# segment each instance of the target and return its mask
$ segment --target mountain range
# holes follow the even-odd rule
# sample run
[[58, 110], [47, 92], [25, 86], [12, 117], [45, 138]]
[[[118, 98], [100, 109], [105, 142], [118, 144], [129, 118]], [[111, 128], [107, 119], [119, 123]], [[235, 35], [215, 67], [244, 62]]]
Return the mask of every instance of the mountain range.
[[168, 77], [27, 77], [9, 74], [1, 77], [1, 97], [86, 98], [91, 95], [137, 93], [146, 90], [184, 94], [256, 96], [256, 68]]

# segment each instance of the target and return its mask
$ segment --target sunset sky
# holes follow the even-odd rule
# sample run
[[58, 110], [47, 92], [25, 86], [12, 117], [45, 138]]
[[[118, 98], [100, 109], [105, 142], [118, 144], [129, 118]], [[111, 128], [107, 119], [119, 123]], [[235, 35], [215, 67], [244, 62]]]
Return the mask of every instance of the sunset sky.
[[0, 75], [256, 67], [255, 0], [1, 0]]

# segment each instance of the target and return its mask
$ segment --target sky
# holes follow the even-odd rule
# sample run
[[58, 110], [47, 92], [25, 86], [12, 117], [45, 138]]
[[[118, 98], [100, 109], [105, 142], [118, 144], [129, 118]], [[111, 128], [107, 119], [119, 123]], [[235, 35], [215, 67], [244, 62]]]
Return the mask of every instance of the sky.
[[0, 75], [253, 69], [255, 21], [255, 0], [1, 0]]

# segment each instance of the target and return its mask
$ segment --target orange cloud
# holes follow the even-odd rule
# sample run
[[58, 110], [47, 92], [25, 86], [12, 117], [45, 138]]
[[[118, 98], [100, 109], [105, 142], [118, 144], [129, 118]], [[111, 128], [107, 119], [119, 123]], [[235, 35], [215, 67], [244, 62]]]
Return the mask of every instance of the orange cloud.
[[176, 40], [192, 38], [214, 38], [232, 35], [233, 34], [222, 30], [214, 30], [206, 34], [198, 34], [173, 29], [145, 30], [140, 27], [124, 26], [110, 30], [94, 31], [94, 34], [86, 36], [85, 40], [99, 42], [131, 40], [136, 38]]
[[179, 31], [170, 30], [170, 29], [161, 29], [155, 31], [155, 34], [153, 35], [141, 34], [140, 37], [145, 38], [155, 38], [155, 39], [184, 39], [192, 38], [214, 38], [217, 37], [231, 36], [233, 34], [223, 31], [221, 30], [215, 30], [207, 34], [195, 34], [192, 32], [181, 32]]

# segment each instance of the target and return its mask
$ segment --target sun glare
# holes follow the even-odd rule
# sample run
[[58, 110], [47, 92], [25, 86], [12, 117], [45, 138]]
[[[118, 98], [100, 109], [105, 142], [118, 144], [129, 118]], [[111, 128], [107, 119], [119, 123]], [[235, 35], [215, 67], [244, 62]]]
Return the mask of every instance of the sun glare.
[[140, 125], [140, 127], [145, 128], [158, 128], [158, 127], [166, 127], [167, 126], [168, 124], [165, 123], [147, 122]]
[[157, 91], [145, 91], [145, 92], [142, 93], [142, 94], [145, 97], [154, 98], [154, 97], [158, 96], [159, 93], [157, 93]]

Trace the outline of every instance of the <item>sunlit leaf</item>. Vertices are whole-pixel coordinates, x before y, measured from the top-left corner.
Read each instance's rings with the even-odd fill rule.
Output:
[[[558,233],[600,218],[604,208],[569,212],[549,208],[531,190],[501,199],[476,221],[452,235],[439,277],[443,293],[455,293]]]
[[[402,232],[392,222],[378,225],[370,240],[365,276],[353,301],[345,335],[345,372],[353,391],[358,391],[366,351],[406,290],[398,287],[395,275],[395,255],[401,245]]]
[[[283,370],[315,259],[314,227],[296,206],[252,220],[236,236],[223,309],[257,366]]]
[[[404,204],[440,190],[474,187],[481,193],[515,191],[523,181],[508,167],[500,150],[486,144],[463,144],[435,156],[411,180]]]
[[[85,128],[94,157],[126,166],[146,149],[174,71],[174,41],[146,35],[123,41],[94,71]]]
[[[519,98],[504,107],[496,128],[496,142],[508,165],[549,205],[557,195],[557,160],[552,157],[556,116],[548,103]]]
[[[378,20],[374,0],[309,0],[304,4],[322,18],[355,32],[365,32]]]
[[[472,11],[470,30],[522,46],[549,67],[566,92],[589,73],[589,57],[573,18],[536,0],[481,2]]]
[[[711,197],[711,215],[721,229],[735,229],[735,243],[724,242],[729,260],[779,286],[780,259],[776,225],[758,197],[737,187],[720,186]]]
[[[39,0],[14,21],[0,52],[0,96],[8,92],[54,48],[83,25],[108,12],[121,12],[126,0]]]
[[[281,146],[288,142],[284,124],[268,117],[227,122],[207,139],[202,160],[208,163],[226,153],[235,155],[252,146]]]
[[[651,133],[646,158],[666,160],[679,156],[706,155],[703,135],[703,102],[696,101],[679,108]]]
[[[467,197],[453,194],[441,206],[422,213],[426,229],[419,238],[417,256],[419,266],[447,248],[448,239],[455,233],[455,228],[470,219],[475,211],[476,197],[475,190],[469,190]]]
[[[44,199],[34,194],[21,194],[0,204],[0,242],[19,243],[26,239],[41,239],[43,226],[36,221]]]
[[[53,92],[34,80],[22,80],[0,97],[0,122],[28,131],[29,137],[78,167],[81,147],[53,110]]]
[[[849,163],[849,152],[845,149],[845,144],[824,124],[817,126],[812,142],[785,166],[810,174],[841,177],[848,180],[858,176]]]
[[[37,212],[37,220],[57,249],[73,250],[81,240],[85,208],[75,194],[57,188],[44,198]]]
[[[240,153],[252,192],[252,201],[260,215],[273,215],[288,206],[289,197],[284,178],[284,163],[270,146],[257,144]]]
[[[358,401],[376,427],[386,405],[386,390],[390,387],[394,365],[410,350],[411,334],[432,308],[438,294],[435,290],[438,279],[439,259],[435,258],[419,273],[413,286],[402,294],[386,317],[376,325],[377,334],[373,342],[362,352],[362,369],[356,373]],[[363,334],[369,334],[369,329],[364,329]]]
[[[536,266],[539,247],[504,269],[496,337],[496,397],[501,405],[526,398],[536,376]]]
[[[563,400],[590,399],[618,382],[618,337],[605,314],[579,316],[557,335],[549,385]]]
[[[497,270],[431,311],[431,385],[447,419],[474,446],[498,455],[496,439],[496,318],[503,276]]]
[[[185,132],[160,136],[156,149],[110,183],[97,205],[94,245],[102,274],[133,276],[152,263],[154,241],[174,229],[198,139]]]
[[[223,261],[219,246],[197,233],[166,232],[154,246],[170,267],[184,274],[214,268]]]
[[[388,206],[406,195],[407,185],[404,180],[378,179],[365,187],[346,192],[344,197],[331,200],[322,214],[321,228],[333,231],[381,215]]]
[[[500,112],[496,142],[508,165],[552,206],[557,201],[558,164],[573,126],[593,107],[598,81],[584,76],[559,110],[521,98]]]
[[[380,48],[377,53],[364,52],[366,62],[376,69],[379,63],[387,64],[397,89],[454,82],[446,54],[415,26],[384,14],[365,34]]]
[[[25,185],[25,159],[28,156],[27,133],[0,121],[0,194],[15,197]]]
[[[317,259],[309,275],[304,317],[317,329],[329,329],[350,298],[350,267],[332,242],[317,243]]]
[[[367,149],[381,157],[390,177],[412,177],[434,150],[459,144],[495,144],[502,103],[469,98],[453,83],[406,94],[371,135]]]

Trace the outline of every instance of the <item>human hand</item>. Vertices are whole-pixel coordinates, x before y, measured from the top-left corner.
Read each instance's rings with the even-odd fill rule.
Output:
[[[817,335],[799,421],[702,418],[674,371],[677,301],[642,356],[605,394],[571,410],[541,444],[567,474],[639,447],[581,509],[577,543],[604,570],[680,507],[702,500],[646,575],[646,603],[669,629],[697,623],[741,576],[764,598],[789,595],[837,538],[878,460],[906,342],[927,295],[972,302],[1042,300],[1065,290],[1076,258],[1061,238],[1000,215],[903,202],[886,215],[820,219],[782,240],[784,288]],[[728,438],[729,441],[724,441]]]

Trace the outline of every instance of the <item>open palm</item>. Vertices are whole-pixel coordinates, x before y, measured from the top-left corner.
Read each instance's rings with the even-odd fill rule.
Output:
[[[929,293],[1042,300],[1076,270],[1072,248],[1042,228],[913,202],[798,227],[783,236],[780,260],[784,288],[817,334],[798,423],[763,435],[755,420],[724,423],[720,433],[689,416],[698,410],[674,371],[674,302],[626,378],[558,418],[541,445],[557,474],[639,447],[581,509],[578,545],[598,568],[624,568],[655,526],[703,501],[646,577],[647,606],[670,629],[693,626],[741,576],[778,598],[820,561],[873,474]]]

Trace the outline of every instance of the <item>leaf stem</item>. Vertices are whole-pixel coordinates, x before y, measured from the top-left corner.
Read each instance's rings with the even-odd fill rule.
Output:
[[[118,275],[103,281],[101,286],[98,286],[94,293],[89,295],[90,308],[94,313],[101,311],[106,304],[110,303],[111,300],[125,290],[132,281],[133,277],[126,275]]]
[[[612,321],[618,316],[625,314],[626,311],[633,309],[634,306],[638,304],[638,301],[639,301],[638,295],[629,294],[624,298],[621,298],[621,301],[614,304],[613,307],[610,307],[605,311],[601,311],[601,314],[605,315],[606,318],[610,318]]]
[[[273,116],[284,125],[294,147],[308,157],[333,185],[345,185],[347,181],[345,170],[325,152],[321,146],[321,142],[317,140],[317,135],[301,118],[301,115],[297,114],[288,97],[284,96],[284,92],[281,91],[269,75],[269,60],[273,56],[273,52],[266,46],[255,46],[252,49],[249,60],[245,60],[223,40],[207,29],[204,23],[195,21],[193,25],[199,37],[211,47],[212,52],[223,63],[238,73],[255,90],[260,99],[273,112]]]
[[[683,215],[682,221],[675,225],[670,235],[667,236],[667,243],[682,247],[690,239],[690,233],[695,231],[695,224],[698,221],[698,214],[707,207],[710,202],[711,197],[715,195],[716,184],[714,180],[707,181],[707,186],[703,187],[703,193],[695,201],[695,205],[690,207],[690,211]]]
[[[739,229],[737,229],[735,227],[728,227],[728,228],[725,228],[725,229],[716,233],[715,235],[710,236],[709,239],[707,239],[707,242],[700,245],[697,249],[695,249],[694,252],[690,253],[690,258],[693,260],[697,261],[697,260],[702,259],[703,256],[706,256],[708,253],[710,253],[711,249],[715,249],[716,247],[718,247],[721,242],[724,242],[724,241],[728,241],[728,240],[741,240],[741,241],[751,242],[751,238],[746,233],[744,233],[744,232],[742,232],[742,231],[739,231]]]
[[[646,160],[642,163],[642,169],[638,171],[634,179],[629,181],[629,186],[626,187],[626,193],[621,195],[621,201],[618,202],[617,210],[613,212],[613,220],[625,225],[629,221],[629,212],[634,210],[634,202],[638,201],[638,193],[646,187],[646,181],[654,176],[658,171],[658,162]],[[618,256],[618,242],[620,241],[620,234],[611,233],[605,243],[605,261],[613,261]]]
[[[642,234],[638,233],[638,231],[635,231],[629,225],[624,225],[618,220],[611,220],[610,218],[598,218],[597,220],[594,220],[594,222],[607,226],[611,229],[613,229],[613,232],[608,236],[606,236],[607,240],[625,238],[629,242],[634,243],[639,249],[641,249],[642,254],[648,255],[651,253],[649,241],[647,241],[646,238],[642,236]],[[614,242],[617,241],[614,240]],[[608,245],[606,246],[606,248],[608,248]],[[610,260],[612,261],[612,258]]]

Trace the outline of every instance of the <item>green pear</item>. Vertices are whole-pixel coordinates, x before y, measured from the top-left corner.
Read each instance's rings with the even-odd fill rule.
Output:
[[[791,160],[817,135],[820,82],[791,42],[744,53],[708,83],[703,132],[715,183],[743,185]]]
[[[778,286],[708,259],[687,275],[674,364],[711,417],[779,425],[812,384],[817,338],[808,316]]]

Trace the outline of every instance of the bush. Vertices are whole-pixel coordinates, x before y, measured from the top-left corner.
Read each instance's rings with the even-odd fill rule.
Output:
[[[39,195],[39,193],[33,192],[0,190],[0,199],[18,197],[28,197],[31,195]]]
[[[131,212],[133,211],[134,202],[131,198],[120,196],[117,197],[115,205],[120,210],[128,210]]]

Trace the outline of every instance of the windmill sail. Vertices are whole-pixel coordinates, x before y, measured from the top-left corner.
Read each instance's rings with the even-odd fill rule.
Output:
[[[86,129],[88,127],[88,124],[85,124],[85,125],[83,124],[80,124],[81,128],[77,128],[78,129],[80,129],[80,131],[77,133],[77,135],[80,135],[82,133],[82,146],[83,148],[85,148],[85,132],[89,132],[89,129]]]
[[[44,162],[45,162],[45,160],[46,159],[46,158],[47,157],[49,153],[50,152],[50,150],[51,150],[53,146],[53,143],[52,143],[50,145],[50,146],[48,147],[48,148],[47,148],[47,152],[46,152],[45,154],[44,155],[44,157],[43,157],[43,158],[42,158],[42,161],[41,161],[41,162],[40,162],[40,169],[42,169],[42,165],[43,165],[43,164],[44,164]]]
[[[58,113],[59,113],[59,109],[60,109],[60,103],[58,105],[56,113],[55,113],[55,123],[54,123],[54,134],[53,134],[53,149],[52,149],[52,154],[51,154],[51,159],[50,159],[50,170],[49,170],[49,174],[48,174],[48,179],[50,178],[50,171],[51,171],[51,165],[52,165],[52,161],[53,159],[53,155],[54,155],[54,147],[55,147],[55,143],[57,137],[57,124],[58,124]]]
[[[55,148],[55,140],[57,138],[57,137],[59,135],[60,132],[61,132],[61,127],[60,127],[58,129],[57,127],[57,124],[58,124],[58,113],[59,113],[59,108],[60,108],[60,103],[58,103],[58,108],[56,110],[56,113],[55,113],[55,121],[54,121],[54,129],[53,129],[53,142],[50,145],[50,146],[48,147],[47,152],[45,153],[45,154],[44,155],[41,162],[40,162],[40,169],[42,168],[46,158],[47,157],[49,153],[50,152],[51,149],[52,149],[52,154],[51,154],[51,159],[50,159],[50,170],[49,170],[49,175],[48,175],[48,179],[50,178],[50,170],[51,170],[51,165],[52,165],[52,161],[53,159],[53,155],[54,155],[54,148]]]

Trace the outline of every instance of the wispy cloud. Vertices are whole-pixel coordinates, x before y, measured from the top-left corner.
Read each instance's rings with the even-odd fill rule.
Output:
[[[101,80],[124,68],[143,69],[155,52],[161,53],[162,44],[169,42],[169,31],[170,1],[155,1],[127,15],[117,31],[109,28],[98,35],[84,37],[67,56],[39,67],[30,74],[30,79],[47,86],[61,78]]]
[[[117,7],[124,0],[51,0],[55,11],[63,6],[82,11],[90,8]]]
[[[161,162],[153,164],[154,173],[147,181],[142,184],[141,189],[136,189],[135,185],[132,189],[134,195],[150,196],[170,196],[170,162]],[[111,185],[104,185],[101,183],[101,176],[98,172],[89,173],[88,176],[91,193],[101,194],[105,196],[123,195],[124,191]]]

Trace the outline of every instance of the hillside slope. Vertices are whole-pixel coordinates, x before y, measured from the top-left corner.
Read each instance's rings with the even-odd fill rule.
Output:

* * * * * * * * *

## Task to carry out
Turn the lines of the records, starting with the line containing "Trace the outline of every instance of the wispy" and going on through the line containing "[[[117,7],[124,0],[51,0],[55,11],[63,6],[82,11],[90,8]]]", into a JSON list of strings with one string per line, leaving out blank lines.

## Correct result
[
  "Trace the outline of every instance of the wispy cloud. Vertices are whole-pixel coordinates, x before y, measured from the top-left corner.",
  "Read each instance's rings with the even-odd fill rule.",
  "Output:",
  "[[[101,80],[124,68],[143,69],[155,52],[161,53],[162,44],[169,42],[169,31],[170,1],[155,1],[127,15],[117,31],[109,28],[98,35],[84,37],[67,56],[39,67],[30,74],[30,79],[47,86],[61,78]]]",
  "[[[117,7],[124,0],[51,0],[55,11],[63,6],[82,11],[90,8]]]"
]